● Directive 1:
Please pull out each line of the records below that contains the string "white", matching case.

I currently have a Avantone CK7 into Tapco Mix60 that I run into a Tascam DP-006, which would be near-perfect (if a little cramped) for my current needs if it had 24-bit recording and the ability to route a submix of individual tracks or stems for mono or stereo processing through an outboard M/S matrix, compressor, EQ and FX (track-assignable stereo inserts??). But it only has stereo/dual mono in and stereo master out and of course the DAC is IMO an afterthought because I'm supposed to dump my tracks into a computer and I've avoided and tried and avoided and tried.

I don't need a ton of tracks -- minimum stereo recording and a minimum of 6 mono (3 stereo) playback for the MTR, and a minimum of 4 mono/2 stereo outs because I won't be mixing more than a mono or stereo signal (individual mono or stereo tracks or mono or stereo stems) at a time, but need to do so "in context" of the rest of the signal. So if I can't have the entire MTR project playing at once, then I can at least have a mixdown of it (with or without the specific target tracks being mixed). And for recording I can always bounce and mix down :)

I was thinking of a little stereo/dual mono 500-series kit (e.g., dbx 560a compressors + dbx 530 EQ behind something like an IGS Bison M/S module up front) maybe with the Zoom L12 (which looks like it can do 4 analog outputs) as the mixer/MTR/mic pres and something like the TC Electronics M100 for outboard signal processing. The Zoom L series seems to be the only MTR/mixer I can find that has latency compensation for DAC/ADC and outboard DSP and the ability to route submixes for outboard processing, but I also need to confirm that. From what I've read on these forums, latency is less an issue compared to a workflow that is constantly doing ADC and DAC. I don't want to assemble such a system only to find that I have latency and misalignment issues or I'm screwing my sound simply by mixing it! I was hoping maybe someone with more experience can shed some light on this.

How I imagine that process will look for me is a multi-track recorder/mixer hooked up to something like a 6-slot 500-series module bay that has a stereo mid-side processor (IGS Bison) feeding a compressor/limiter (dbx 560a) and parametric EQ (dbx 530) x 2. (so the linear chain is M-S > compressor > EQ > compressor > EQ). This will give me some mid-side mix processing (the Bison has inserts on it so I only need one, thankfully!), the ability to mix stereo or dual mono tracks in parallel, and also the ability to sandwich EQ > compression > EQ or compression > EQ > compression for mono tracks that really need it, without needing to repatch the module order on the chassis (which is also an easy possibility). I'm not looking for "magic" so much as "bang for buck" flexible tools that do several things well. Adequate and effective. Accessible. And a known quantity. Physical. Tactile. Visible. The psychological aspect of this for me is huge. A DAW is so abstract and I have yet hear of someone who hasn't had a noticeable buffer xrun in the middle of a project for no apparent reason, even on dedicated systems.

● Excerpted data:

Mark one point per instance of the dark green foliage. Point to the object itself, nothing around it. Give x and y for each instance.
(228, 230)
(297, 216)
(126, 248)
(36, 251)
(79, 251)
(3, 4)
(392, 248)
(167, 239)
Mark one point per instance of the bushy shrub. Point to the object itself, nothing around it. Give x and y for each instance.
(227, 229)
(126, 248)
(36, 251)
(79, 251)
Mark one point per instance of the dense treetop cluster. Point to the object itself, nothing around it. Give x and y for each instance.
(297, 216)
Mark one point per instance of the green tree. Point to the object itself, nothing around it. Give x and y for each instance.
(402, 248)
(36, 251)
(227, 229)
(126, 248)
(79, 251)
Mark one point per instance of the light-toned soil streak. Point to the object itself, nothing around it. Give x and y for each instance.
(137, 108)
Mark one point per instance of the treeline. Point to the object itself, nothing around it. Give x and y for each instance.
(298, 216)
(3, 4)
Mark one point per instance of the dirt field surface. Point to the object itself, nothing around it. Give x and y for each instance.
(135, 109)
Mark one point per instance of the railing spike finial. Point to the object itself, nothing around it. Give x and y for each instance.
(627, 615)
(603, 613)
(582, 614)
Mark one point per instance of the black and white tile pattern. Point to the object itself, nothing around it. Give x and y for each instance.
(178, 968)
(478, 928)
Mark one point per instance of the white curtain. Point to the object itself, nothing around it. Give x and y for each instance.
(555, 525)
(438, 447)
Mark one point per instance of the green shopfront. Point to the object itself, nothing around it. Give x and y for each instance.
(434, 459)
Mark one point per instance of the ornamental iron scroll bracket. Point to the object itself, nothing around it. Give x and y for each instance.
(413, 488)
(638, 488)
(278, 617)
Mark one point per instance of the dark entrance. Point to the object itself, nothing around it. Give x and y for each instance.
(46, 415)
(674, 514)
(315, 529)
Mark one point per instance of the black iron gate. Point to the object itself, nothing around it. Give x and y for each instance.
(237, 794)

● Directive 2:
Repeat the passage of the post about recording gear from "I don't need" to "mix down :)".

● Solution 1:
Mark one point per instance of the black and white tile pattern. Point to the object itself, nothing around it. Give x and y for each instance.
Mark one point per instance of the white curtain. Point to the object itself, nothing around it. Give x and y for each instance.

● Solution 2:
I don't need a ton of tracks -- minimum stereo recording and a minimum of 6 mono (3 stereo) playback for the MTR, and a minimum of 4 mono/2 stereo outs because I won't be mixing more than a mono or stereo signal (individual mono or stereo tracks or mono or stereo stems) at a time, but need to do so "in context" of the rest of the signal. So if I can't have the entire MTR project playing at once, then I can at least have a mixdown of it (with or without the specific target tracks being mixed). And for recording I can always bounce and mix down :)